● WORK TO DO
Update the data from the line containing "Target: boy's face" through the end of the data so that "innermost" becomes "most central", leaving everything else unchanged.

<<<<

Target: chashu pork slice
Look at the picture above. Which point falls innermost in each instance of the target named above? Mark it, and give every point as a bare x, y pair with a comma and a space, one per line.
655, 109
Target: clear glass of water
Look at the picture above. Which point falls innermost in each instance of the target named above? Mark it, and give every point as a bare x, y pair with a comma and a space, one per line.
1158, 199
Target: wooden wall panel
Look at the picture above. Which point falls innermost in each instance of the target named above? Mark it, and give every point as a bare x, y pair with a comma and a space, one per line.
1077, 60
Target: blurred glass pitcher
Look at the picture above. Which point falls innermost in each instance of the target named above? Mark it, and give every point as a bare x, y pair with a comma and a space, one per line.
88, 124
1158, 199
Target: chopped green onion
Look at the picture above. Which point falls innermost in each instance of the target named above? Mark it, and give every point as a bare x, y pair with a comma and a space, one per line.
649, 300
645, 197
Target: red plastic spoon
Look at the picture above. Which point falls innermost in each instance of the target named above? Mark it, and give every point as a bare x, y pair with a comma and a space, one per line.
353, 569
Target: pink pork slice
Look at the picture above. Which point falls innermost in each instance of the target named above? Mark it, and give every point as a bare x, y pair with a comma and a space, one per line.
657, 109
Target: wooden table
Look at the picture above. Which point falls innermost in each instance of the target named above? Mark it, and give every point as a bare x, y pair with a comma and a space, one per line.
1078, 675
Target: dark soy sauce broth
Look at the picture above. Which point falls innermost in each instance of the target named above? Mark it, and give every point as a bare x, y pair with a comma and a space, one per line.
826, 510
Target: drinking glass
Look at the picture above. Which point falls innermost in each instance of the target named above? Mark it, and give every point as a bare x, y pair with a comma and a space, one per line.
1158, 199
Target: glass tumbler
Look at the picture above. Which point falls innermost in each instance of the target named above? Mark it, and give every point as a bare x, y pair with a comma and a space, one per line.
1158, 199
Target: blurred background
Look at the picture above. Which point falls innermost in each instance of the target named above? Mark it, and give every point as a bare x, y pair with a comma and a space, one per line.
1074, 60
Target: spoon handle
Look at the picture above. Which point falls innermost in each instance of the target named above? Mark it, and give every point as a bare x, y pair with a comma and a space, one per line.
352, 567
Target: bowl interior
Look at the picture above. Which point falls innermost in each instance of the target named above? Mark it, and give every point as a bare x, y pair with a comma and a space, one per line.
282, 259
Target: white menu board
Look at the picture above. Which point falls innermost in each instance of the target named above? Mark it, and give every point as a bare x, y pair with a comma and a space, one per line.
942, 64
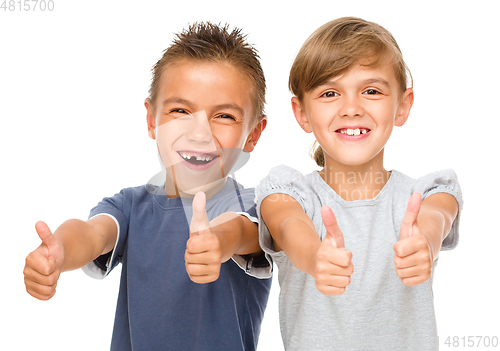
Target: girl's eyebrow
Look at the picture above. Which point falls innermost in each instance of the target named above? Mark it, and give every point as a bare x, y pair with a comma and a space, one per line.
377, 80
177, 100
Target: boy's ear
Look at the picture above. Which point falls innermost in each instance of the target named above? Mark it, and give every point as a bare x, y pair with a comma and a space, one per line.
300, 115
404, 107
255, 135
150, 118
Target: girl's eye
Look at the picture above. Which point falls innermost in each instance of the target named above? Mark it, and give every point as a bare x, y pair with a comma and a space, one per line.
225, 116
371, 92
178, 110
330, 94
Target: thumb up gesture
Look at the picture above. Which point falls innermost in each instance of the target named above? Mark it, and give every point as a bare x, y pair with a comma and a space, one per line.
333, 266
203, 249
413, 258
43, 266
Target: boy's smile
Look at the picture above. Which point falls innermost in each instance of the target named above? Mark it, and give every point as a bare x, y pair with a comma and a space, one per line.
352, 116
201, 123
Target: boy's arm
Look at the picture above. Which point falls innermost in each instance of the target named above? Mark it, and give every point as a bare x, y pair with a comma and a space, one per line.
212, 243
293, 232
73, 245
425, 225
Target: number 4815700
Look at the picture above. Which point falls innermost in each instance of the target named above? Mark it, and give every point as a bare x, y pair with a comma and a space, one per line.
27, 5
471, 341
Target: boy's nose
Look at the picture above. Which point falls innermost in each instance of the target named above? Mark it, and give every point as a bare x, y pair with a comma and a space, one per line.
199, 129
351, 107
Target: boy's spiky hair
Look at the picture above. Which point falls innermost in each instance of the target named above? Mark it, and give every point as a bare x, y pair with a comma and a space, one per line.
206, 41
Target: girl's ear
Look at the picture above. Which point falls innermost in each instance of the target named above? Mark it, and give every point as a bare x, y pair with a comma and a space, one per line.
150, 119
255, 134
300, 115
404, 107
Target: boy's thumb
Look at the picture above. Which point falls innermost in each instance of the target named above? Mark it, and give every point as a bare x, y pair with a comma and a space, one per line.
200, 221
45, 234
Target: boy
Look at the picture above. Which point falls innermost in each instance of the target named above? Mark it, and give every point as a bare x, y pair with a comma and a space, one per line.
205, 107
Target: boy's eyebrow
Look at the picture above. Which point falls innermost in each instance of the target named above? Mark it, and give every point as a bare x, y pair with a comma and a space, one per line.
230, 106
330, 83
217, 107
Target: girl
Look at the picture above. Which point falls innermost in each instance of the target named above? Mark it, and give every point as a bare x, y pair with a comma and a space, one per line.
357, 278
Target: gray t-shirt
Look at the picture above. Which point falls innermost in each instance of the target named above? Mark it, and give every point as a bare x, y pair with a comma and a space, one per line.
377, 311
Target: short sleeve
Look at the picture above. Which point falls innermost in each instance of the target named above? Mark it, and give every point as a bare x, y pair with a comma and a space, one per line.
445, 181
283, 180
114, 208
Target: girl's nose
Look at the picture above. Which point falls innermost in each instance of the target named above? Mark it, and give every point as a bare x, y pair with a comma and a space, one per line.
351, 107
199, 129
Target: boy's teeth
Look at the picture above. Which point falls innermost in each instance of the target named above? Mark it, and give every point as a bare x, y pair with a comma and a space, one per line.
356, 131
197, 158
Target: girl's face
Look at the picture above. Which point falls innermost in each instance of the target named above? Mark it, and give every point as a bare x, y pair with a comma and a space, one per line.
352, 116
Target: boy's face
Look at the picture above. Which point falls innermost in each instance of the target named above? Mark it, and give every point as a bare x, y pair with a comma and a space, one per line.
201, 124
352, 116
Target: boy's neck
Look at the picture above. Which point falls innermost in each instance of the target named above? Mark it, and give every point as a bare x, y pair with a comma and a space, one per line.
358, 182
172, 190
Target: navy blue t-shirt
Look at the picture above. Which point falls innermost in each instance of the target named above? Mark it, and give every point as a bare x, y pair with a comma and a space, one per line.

>>>>

● FULL ANSWER
Target: boy's face
Look at the picture above. Which point falls most central in each instance of the target named above? Mark it, and give every point as a bare x, y pair with a comma and a space, one per line.
201, 124
352, 116
Target: boy's neck
Look at the picture above. Which point falls most central in each instance of the target named above? Mark it, and give every point as a bare x, y pair with a comma and a space, one per line.
358, 182
172, 190
Target: navy blue t-shirt
Look at the picture above. Which point falls most central in each instance of the target named above? Mark it, and give every point as a bare x, y pair with a comma and a space, one per line.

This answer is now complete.